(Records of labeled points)
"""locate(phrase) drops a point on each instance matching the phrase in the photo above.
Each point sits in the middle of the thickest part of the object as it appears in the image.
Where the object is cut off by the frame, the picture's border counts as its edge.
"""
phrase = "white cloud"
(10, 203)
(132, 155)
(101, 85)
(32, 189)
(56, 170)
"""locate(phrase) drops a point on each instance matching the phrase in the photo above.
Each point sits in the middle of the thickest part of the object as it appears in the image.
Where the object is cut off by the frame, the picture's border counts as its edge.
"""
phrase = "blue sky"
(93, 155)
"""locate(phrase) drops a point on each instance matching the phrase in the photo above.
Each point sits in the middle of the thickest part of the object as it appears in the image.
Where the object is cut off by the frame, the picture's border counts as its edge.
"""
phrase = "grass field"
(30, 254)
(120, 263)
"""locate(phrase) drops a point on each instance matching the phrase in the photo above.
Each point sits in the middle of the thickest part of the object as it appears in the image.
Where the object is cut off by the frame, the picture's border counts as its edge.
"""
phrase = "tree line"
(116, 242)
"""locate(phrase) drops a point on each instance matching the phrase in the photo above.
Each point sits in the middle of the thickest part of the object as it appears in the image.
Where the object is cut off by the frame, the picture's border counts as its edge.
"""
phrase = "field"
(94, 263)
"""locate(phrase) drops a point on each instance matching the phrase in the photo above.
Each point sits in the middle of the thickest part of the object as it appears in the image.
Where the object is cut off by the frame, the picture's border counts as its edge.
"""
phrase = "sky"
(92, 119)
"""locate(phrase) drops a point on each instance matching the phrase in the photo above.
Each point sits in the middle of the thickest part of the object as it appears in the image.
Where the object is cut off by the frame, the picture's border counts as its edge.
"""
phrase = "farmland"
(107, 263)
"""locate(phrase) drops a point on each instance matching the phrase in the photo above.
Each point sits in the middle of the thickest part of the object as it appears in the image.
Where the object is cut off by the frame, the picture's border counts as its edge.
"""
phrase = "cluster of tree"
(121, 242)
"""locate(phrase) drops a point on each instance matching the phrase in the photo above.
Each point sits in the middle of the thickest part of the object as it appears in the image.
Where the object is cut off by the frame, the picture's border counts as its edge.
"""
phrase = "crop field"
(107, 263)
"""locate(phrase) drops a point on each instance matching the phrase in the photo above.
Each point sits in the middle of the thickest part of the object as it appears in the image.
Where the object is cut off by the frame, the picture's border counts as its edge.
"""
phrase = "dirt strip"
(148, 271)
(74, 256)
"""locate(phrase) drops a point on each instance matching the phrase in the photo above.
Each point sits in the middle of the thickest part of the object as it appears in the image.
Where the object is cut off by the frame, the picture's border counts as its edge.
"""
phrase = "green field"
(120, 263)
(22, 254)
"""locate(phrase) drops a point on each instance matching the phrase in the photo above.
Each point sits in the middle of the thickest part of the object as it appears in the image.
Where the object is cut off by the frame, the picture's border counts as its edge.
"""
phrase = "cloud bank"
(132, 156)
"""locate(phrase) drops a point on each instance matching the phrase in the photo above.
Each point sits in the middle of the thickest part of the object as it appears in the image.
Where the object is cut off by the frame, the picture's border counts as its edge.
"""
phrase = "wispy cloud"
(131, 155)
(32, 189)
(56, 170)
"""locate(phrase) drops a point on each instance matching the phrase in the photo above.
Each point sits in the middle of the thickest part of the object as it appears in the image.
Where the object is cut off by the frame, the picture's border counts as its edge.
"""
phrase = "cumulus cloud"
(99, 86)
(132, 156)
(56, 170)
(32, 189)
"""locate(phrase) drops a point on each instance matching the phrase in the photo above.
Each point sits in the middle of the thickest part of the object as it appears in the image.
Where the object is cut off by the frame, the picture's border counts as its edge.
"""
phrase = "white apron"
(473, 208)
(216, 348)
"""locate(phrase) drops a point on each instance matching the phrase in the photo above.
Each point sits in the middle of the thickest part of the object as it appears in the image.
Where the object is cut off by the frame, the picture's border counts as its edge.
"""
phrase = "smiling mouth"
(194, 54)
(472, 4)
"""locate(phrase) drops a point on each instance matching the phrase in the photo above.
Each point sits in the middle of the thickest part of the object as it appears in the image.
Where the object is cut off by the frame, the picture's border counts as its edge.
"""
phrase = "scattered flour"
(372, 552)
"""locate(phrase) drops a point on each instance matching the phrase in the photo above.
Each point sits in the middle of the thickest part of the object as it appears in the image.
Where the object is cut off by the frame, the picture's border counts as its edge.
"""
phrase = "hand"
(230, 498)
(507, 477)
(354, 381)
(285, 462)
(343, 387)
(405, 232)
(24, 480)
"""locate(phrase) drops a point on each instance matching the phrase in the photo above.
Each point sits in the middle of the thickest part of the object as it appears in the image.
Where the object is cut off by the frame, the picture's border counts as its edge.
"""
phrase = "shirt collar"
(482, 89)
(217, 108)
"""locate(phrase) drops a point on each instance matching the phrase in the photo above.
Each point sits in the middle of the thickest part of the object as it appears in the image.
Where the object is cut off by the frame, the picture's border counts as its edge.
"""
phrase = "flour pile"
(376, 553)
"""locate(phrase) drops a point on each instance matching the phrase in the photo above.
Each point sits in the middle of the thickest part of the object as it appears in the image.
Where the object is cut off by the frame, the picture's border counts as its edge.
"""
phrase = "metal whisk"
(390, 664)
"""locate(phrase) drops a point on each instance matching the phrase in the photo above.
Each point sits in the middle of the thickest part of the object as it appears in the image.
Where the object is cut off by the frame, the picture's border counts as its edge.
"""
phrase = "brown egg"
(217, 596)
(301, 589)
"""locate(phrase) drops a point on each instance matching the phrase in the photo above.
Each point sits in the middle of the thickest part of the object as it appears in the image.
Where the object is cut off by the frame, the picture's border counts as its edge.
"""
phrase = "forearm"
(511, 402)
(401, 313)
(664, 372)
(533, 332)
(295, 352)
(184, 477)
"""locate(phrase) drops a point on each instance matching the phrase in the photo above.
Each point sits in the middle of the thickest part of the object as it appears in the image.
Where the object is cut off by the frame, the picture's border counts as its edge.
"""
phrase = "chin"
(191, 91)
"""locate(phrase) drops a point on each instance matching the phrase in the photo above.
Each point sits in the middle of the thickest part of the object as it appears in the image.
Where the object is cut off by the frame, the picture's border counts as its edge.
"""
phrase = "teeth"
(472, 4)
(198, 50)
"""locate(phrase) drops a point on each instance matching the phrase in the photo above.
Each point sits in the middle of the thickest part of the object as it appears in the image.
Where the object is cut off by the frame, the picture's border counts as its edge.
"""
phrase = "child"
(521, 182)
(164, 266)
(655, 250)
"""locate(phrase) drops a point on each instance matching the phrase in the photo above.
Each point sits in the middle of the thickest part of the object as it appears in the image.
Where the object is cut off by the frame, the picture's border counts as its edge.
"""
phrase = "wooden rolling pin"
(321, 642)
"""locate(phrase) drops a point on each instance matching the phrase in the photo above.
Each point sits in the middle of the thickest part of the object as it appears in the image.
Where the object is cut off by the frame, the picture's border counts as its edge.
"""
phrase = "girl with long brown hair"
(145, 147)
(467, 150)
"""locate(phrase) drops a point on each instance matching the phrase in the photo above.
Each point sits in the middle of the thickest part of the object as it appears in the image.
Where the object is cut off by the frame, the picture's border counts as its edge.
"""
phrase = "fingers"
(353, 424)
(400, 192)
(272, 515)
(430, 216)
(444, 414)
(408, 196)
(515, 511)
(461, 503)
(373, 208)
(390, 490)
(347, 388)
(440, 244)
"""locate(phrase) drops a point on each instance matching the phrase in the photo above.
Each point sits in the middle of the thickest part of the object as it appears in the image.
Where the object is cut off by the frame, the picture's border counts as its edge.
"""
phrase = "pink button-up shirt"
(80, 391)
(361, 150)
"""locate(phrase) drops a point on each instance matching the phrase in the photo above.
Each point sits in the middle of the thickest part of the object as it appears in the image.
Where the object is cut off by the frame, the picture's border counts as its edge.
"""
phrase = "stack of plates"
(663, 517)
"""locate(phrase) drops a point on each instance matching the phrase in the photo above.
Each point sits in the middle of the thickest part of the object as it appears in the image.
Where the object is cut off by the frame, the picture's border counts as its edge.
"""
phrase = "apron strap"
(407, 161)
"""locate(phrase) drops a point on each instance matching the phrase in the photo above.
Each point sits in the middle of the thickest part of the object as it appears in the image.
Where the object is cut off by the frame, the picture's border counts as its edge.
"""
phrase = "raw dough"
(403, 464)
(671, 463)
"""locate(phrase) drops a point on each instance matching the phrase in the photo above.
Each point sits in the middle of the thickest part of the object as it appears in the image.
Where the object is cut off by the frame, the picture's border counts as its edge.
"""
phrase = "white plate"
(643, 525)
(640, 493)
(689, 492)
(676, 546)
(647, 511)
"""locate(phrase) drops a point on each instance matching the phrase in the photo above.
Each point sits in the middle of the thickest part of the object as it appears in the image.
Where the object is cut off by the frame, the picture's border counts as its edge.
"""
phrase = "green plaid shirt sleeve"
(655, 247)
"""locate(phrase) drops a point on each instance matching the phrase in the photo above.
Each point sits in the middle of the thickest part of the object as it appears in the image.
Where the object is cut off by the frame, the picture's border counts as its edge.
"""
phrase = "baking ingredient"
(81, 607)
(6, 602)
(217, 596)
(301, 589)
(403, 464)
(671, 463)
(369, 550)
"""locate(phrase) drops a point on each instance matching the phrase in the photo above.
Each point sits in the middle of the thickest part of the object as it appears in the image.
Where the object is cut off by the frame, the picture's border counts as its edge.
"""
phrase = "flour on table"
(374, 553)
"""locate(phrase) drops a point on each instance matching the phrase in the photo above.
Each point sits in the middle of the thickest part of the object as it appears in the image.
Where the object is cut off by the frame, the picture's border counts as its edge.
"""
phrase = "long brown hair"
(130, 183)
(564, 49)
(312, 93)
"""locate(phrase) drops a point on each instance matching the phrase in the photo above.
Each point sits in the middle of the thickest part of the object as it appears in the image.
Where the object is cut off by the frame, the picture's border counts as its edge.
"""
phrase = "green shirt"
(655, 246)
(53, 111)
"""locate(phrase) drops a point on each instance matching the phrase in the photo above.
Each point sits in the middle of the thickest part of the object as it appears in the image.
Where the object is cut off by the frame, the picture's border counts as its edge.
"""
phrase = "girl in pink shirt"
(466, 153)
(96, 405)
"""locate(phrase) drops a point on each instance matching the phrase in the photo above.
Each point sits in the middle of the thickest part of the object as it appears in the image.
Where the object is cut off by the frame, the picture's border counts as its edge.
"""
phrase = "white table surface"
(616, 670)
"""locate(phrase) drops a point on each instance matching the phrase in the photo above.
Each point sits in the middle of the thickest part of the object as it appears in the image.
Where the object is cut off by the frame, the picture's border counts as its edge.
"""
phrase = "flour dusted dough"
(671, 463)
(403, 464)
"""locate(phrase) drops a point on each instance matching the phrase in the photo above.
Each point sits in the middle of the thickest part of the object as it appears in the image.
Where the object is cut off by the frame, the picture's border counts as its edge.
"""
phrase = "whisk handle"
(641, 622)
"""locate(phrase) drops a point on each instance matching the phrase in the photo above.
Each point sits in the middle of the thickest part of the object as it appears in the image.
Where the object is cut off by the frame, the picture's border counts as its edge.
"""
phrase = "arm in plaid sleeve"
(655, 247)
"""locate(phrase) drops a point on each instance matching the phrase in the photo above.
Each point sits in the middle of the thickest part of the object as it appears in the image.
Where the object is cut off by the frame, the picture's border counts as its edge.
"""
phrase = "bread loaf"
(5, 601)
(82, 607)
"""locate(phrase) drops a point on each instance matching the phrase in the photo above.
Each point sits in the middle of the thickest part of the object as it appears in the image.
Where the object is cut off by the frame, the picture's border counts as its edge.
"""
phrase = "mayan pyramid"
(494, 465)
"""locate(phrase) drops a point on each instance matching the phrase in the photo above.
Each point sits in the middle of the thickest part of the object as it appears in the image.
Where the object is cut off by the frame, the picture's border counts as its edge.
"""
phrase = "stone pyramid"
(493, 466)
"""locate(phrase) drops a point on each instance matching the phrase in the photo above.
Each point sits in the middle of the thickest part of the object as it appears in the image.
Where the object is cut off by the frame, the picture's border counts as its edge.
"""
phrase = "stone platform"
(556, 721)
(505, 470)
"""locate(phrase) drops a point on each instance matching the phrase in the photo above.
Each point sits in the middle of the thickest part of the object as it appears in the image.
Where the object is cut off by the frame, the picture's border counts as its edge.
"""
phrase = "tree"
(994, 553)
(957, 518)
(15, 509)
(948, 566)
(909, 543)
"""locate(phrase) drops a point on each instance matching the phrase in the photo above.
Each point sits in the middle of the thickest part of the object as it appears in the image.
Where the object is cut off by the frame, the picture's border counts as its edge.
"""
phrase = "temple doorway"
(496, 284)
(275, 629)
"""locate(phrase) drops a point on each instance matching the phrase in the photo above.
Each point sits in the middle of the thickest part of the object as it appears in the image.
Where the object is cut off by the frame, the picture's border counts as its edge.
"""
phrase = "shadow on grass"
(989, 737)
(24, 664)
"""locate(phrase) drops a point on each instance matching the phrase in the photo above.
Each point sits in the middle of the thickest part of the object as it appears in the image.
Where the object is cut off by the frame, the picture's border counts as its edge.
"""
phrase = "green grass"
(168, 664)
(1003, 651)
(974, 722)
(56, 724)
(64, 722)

• **TASK PROMPT**
How many lines of the data above contain the string "plaid", with case counting? Give only the number.

• **OUTPUT OF THE EXERCISE**
2